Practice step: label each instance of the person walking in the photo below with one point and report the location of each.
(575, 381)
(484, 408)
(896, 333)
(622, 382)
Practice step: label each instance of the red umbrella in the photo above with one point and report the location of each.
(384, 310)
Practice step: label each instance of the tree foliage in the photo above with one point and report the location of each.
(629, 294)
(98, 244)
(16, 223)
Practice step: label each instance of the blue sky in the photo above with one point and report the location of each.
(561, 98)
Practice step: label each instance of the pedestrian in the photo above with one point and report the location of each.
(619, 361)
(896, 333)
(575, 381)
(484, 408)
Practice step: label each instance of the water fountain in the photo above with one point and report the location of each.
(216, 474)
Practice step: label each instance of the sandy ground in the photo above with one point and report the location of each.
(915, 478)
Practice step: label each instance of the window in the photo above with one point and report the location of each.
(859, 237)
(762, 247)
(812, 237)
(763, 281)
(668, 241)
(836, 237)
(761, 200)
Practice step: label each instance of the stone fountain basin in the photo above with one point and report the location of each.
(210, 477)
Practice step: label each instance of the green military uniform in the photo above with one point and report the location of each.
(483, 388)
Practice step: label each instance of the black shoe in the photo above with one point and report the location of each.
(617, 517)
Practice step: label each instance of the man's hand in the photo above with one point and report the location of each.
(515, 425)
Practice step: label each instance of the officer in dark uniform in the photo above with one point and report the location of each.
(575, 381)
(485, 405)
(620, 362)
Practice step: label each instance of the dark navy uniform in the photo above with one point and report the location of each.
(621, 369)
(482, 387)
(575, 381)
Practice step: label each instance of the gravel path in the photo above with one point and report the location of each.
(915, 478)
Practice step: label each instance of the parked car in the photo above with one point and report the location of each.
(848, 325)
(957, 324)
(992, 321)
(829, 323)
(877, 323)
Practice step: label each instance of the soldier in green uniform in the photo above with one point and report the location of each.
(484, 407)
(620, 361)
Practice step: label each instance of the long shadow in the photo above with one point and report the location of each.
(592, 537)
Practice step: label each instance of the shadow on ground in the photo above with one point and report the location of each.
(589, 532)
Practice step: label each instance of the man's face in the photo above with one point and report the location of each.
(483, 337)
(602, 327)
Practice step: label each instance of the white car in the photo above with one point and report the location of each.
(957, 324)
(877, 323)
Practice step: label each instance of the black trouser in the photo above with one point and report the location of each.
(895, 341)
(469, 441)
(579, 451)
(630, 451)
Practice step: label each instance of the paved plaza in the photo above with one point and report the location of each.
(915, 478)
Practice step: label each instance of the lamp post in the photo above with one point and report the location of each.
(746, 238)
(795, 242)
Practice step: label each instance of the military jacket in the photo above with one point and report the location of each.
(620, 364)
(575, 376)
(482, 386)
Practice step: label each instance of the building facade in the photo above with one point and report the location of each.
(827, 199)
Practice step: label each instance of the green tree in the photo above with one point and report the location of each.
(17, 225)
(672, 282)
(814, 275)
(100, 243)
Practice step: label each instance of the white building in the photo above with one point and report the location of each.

§ Assigned task: The material should be transcribed in full, character for character.

§ Solution:
Practice step: label each instance of the person walking in the photo below with one point and report the location of each.
(575, 381)
(484, 408)
(896, 333)
(622, 382)
Practice step: label each instance of the red umbrella in the photo above with one point and report the location of each.
(384, 310)
Practice step: label each instance of the tree foliage in the photo above with one point and report the location of each.
(629, 294)
(98, 244)
(16, 223)
Practice step: label each instance of the blue sky in the photo above with one point and report the location of each.
(561, 98)
Practice step: label each instance of the pedestrian in the photo above with one point and report the location of each.
(619, 361)
(896, 333)
(575, 381)
(484, 408)
Practice step: label each instance of the water fountain in the photo above with one point and report the location of each.
(216, 474)
Practice step: label each instance of the sandy ground in the photo above with one point and report the location of each.
(915, 478)
Practice step: label each instance of the window in the photo above with one point and report the location of each.
(859, 237)
(762, 247)
(812, 237)
(763, 281)
(668, 241)
(836, 237)
(761, 200)
Practice step: label each instance of the stone fountain basin in the photo above with one point and report the location of each.
(210, 477)
Practice step: label each instance of the green military uniform in the photo above with one point and report the location of each.
(483, 388)
Practice step: label each instance of the black shoe in the photo above with one point and report the location of each.
(617, 517)
Practice step: label each instance of the man's hand in the photo above with one point and report the location of each.
(515, 425)
Practice step: label each instance of the officer in dark uniform in the photo above with one point and report the location of each.
(575, 381)
(485, 405)
(620, 362)
Practice step: label each instance of the dark navy uniform in the photo above with one point and report the location of each.
(621, 369)
(482, 387)
(575, 381)
Practice step: label each instance of the gravel path in the photo above with one point and report the location of each.
(915, 478)
Practice step: label each instance of the parked car in the photo above with one point and report the location of each.
(848, 325)
(957, 324)
(992, 321)
(829, 323)
(877, 323)
Practice step: label each instance of the soldier in green uniform in the photo above with one point and report the location of each.
(484, 407)
(620, 361)
Practice step: label each instance of the long shadow in the photo above with one point and report the location of each.
(592, 537)
Practice step: label each instance of the shadow on ground in the photo above with one point and report the location of each.
(589, 532)
Practice step: label each instance of the man's face in the photo above with one point and report the location of each.
(483, 337)
(602, 327)
Practice step: label each instance of the white car in the photo above with one point and report the location of each.
(957, 324)
(877, 323)
Practice step: label each instance of the black trouser in the photo above with one point and report the location of each.
(895, 341)
(469, 441)
(579, 451)
(630, 451)
Practice step: label each instance of the paved plaza in the photo above with one point and report the location of each.
(915, 478)
Practice step: label each instance of the lamp post in the photo above with one point and report the location of each.
(746, 238)
(795, 242)
Practice step: label each instance of the military jacket in the photo above with one point and report the location of each.
(620, 364)
(575, 376)
(482, 386)
Practice step: label each instance of the building facade in the photo above with one point and report the location of each.
(827, 199)
Practice step: label each instance of the green tree in the photo above with one point and report the location of each.
(17, 225)
(672, 282)
(814, 275)
(100, 243)
Practice step: label each instance of the white building in the photo above with one point and report the location of each.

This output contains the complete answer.